## Source passage
□ □ □

The trekking pole is not a walking stick. The cultural register is sportswear, not country tradition; the materials are industrial, not hand-cut hardwood; the cost is substantially lower; the lifetime is shorter (most poles last 5–10 years of regular use before some component needs replacing).

A trekking pole is the right tool for active hiking on uneven terrain: serious hill-walking, trail running, alpine approaches, long-distance backpacking. It is the wrong tool for everyday weight-bearing walking-aid use, for formal occasions, for inheritance gifts, or for any context where a traditional walking stick or cane would be appropriate.

Which one should you buy?

The question reduces to what you’ll actually use it for.

If your use case is daily outdoor walking, including occasional weight-bearing, on a stick that you intend to carry for the rest of your life: buy a handmade walking stick. The wood is real, the form is intentional, the lifetime is long, and the cultural register is appropriate to outdoor everyday use. The journal’s recommendations are at Your first stick and /makers/ for the editorial maker recommendation.

If your use case is formal dress — weddings, formal events, period dress, ceremonial occasions, or as part of a deliberately-styled gentleman’s wardrobe: buy a walking cane. The form, the weight, the visual register all suit the use. The vintage market has good options at modest prices; new canes from working makers exist but are rarer than walking sticks.

□ □ □

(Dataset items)
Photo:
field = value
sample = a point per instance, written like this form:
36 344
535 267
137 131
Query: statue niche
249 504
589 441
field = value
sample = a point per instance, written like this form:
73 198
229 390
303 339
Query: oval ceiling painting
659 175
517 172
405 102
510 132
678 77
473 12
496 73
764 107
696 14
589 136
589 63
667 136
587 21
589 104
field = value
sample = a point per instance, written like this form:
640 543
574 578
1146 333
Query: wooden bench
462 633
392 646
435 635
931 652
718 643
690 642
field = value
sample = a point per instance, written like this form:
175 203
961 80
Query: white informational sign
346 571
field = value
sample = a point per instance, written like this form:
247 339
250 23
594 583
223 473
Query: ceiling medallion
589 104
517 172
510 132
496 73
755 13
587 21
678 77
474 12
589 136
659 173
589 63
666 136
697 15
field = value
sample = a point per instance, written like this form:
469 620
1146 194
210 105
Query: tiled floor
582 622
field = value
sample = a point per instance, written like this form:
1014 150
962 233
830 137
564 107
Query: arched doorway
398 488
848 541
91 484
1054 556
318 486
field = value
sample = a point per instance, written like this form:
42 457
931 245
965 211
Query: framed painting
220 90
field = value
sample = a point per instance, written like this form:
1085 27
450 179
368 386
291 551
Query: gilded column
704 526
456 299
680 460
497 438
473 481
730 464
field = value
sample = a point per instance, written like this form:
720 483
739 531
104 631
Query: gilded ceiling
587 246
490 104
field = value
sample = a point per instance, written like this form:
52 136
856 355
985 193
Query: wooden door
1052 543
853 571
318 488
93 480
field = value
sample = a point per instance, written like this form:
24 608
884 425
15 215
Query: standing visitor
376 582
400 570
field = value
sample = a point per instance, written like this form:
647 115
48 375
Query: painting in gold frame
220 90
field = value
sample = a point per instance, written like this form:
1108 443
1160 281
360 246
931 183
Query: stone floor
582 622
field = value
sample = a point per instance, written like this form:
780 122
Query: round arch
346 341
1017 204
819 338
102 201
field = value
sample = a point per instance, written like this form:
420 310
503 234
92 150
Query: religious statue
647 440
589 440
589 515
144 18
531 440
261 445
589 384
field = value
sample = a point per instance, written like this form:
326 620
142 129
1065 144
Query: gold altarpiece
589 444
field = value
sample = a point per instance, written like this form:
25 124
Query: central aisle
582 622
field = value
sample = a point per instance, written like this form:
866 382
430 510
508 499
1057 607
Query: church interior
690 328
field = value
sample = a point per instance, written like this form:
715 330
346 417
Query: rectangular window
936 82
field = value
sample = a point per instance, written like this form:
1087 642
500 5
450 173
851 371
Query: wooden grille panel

□ □ □

## Short task 1
In the passage on trekking poles and walking sticks, how long do most trekking poles last before some component needs replacing?
## Short task 2
Please pick up the passage on trekking poles and walking sticks from where it stops and continue it.

## Task response 1
5–10 years of regular use.

## Task response 2
If your use case is active hiking, particularly on uneven hill or mountain terrain: buy trekking poles (paired). The technical-outdoor industry has produced these to a high standard at moderate prices; the sportswear cultural register is appropriate to the use. A traditional wooden walking stick can be carried on a hike but is heavier, less adjustable, and lacks the wrist strap that makes prolonged active use comfortable. The trekking pole is engineered for the job.

If your use case is multiple of the above, buy multiple objects. Each is the right answer to a different question. A single object will compromise on at least one of the use cases.

What about the shillelagh?

The shillelagh — for a reader arriving from the Irish tradition — is a fourth distinct object. It is short (16–22 inches), heavy in the head, and historically a fighting club rather than a walking aid; it overlaps with all three of the categories above only at the symbolic and ceremonial register, not at the working level. The full treatment is at What is a shillelagh? and the parallel terminology comparison is at Shillelagh vs walking stick vs blackthorn stick.

A reader who needs a daily walking aid should buy a walking stick, not a shillelagh. A reader who wants a piece of Irish ceremonial heritage should buy a shillelagh, not a walking stick. The two are not the same object and should not be substituted for each other.

A note on terminology drift

A reader will encounter, in tourist shops and on mass-market gift sites, the terms walking stick and cane used interchangeably and sometimes with shillelagh thrown in for good measure. This is sloppy commercial English; the underlying objects are distinct, and a maker who knows the work will use the terms with care. A retailer who calls a 36-inch blackthorn walking stick a “shillelagh cane” is, charitably, casual with language; less charitably, hoping the buyer doesn’t know the difference.

A buyer who knows the difference can make better choices. That, in the end, is what these comparison pages are for.


The fitting question for both walking sticks and walking canes is at How to choose the right walking stick height. The materials side is at the wood reference pages. The form-specific reference for the cane is at The walking cane (in preparation).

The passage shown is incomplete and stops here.